Written request: Output exactly the lines from the line with "of the light" through the end of the records below. Include nothing else.

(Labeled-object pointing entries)
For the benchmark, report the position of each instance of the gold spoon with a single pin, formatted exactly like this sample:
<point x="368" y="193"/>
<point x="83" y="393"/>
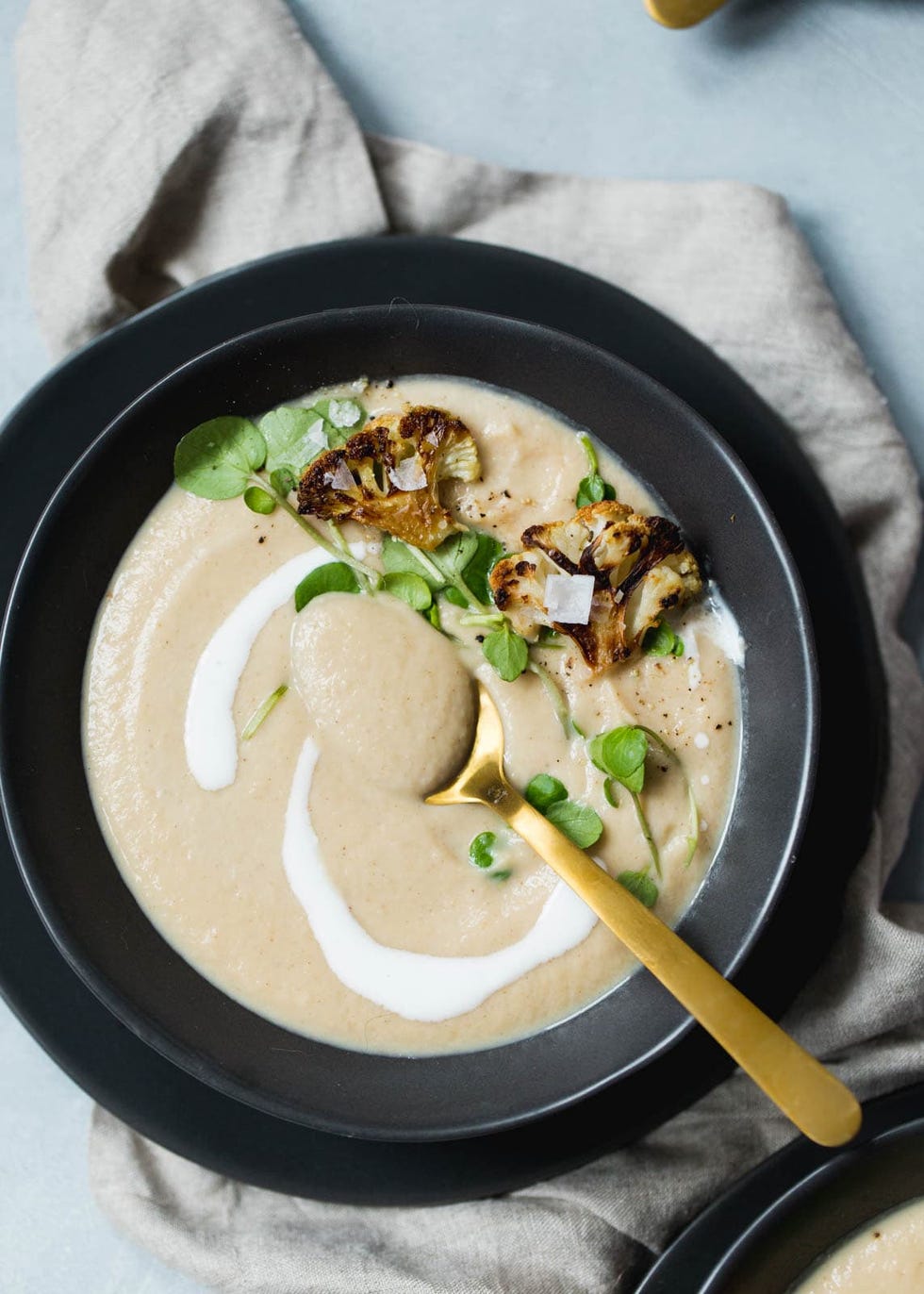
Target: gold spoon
<point x="681" y="13"/>
<point x="816" y="1102"/>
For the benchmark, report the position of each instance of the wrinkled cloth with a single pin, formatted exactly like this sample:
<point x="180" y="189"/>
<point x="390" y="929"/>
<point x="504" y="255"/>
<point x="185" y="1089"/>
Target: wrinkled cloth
<point x="148" y="131"/>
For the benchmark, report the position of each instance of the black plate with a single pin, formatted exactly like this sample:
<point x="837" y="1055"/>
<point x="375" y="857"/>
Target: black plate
<point x="72" y="406"/>
<point x="773" y="1224"/>
<point x="90" y="910"/>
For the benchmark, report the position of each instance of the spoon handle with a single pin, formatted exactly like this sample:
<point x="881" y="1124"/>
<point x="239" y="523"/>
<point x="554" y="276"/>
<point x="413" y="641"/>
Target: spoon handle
<point x="816" y="1102"/>
<point x="681" y="13"/>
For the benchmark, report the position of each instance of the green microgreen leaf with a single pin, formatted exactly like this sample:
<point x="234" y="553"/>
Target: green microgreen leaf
<point x="259" y="500"/>
<point x="330" y="577"/>
<point x="478" y="567"/>
<point x="294" y="438"/>
<point x="409" y="588"/>
<point x="620" y="754"/>
<point x="218" y="458"/>
<point x="282" y="480"/>
<point x="577" y="821"/>
<point x="545" y="790"/>
<point x="455" y="553"/>
<point x="261" y="712"/>
<point x="398" y="556"/>
<point x="507" y="653"/>
<point x="662" y="640"/>
<point x="482" y="849"/>
<point x="590" y="453"/>
<point x="641" y="886"/>
<point x="591" y="488"/>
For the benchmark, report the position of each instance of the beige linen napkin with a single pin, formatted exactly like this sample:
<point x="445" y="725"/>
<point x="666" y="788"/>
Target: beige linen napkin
<point x="158" y="148"/>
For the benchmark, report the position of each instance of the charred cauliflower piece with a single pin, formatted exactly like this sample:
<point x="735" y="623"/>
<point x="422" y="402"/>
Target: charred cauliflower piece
<point x="638" y="564"/>
<point x="388" y="475"/>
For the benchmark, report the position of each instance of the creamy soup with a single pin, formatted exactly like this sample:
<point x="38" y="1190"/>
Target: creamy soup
<point x="299" y="869"/>
<point x="886" y="1256"/>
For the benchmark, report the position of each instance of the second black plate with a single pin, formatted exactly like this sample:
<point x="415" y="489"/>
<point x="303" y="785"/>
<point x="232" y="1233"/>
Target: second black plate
<point x="73" y="406"/>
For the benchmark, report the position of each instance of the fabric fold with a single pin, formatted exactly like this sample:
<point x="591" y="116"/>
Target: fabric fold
<point x="158" y="149"/>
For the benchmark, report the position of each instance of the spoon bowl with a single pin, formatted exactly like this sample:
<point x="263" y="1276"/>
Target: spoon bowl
<point x="805" y="1091"/>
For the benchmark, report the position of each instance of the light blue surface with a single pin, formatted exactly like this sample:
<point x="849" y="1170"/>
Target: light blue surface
<point x="817" y="98"/>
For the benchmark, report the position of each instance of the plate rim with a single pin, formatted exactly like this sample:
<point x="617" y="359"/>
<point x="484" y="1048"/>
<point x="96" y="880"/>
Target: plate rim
<point x="552" y="288"/>
<point x="205" y="1067"/>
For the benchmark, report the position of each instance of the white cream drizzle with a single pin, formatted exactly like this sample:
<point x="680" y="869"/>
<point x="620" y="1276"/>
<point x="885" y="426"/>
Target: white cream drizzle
<point x="713" y="619"/>
<point x="414" y="985"/>
<point x="208" y="733"/>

Task solution:
For the benchmark, report the position of each instance of the light blue surface with a single pin, formatted exactly like this sample:
<point x="849" y="1170"/>
Target: light blue surface
<point x="817" y="98"/>
For the benchmark, report the position of each instance of the plate rim with a single pin, formatted exactly like this sample:
<point x="617" y="359"/>
<point x="484" y="1048"/>
<point x="96" y="880"/>
Target: plate rim
<point x="552" y="288"/>
<point x="205" y="1067"/>
For the benchmark, report the position of each instance of the white cream drizzle with a single pin, formatted exactly like this sample:
<point x="680" y="869"/>
<point x="620" y="1276"/>
<point x="885" y="426"/>
Target: white cream drizzle
<point x="713" y="619"/>
<point x="414" y="985"/>
<point x="208" y="733"/>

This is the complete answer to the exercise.